_What you will do:_
Can you write out the lines of the records below, starting at the line containing "Where can the cat's white fur" and ending at the line containing "point(85, 32)", with the pictures left out?

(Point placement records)
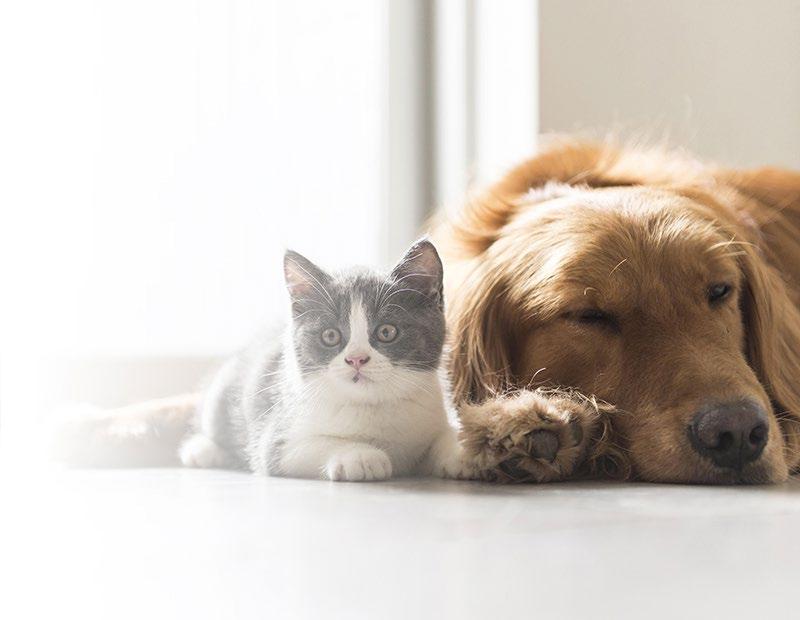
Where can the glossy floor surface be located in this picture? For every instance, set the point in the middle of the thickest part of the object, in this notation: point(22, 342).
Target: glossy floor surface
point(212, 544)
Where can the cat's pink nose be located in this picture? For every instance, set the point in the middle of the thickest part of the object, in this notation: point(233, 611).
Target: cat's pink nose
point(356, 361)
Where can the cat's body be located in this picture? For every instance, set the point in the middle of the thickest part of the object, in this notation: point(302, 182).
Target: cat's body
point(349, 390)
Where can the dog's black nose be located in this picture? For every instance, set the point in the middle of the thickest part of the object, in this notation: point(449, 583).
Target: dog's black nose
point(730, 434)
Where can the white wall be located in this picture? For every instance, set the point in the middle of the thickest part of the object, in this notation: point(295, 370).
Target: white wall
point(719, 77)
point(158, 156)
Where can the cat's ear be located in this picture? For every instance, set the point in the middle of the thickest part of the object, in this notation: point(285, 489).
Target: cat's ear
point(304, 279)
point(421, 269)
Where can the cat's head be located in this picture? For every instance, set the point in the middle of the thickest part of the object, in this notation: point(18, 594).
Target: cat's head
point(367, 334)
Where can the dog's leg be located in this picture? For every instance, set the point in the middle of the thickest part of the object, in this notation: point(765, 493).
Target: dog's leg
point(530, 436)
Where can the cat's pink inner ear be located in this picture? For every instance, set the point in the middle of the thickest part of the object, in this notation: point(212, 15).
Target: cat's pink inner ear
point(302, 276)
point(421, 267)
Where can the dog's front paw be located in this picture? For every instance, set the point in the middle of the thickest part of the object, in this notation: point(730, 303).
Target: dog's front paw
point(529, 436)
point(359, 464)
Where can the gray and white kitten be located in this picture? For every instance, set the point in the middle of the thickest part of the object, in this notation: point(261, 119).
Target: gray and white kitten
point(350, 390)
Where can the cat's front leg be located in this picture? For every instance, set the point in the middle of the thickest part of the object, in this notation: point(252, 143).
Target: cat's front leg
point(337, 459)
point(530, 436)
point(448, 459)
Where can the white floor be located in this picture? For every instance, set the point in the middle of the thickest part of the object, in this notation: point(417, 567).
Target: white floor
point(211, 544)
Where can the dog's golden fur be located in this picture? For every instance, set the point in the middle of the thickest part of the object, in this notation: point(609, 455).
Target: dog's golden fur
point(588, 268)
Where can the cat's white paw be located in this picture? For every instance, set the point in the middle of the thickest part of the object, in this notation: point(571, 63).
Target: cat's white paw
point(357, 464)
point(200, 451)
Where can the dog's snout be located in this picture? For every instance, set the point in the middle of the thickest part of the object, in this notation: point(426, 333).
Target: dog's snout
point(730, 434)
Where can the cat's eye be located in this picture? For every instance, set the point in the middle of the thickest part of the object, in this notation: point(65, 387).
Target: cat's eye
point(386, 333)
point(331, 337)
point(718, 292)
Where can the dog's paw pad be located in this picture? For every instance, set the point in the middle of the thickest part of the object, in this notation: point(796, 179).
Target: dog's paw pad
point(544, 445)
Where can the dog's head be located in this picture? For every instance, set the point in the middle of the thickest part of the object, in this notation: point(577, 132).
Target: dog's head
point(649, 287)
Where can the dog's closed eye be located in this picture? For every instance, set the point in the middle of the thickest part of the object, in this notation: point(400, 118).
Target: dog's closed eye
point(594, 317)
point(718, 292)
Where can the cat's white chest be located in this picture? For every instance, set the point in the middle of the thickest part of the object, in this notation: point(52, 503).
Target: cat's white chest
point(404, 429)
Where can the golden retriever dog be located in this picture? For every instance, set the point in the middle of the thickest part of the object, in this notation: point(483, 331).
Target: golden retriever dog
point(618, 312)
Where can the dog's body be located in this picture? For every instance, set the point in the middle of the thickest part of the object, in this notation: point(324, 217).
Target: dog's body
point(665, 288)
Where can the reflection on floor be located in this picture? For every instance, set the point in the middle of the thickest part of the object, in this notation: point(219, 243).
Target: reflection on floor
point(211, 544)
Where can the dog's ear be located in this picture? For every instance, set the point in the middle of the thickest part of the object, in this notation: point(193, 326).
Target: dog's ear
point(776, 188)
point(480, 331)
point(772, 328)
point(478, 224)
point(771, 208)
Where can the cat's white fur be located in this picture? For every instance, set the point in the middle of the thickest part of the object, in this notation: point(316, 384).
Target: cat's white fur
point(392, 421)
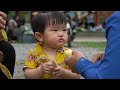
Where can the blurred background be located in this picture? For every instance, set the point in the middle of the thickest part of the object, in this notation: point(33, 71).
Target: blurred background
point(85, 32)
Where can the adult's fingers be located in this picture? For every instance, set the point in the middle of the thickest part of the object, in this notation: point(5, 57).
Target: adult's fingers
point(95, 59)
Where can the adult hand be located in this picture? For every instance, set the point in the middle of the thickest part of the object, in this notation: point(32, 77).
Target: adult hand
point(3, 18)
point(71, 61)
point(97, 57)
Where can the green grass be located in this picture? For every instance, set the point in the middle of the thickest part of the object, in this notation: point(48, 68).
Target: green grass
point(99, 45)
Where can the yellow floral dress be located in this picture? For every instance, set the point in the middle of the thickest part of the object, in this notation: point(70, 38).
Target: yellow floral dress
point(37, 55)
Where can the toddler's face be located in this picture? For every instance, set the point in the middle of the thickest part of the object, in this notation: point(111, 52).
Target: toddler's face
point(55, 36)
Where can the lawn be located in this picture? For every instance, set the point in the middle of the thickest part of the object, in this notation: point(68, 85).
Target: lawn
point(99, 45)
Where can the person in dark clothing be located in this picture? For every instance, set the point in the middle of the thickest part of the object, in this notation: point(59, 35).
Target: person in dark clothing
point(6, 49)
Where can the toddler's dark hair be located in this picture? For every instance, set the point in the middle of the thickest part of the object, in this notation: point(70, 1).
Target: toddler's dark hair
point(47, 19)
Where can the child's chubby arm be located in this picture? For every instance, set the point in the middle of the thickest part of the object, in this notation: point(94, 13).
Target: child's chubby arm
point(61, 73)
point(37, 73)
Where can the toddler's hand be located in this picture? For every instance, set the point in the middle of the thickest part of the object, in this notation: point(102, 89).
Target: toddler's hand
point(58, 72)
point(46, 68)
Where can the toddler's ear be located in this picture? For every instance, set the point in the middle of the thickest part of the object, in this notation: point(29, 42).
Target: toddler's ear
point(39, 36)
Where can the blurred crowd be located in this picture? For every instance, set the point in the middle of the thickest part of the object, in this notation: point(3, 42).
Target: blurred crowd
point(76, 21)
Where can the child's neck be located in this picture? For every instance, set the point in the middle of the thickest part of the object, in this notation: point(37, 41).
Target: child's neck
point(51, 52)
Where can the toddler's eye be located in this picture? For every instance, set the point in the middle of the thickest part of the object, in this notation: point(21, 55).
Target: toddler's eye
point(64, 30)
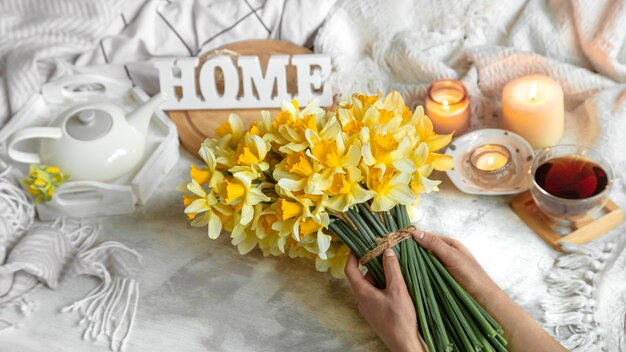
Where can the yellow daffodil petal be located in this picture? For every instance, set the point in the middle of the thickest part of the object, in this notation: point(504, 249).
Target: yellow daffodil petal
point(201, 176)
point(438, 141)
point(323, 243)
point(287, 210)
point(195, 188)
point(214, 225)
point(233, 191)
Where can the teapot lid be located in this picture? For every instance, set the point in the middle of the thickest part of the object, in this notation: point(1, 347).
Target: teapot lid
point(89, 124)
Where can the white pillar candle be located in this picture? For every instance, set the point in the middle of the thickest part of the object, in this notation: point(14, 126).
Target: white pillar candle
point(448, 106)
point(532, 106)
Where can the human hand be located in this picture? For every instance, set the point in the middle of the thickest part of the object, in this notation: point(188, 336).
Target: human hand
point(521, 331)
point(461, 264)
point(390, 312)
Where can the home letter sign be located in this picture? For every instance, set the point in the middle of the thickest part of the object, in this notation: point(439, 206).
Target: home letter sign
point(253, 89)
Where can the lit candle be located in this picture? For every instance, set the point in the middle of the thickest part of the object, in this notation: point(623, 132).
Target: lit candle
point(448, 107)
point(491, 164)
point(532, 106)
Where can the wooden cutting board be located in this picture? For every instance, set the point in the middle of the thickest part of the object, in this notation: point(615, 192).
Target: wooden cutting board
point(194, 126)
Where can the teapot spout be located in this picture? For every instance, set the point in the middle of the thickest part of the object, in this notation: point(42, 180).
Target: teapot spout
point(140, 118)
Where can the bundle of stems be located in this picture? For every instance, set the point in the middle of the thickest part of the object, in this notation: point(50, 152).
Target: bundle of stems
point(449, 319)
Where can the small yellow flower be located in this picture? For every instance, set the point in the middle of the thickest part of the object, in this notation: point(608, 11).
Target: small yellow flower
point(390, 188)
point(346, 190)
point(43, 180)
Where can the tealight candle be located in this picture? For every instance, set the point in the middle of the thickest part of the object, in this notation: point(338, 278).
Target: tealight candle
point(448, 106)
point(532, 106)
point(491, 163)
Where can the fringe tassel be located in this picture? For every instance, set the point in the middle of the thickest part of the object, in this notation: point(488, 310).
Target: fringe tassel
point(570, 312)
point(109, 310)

_Exercise output:_
Where can the cat's white fur be located in this picture? For every instance, set the point in the middle of the thickest part of the object, in this notation: point(316, 384).
Target: cat's white fur
point(392, 421)
Where can the blurred background be located in this picture? For every instance, set the point in the middle of the thickest part of the object, in this notation: point(33, 71).
Target: blurred background
point(85, 32)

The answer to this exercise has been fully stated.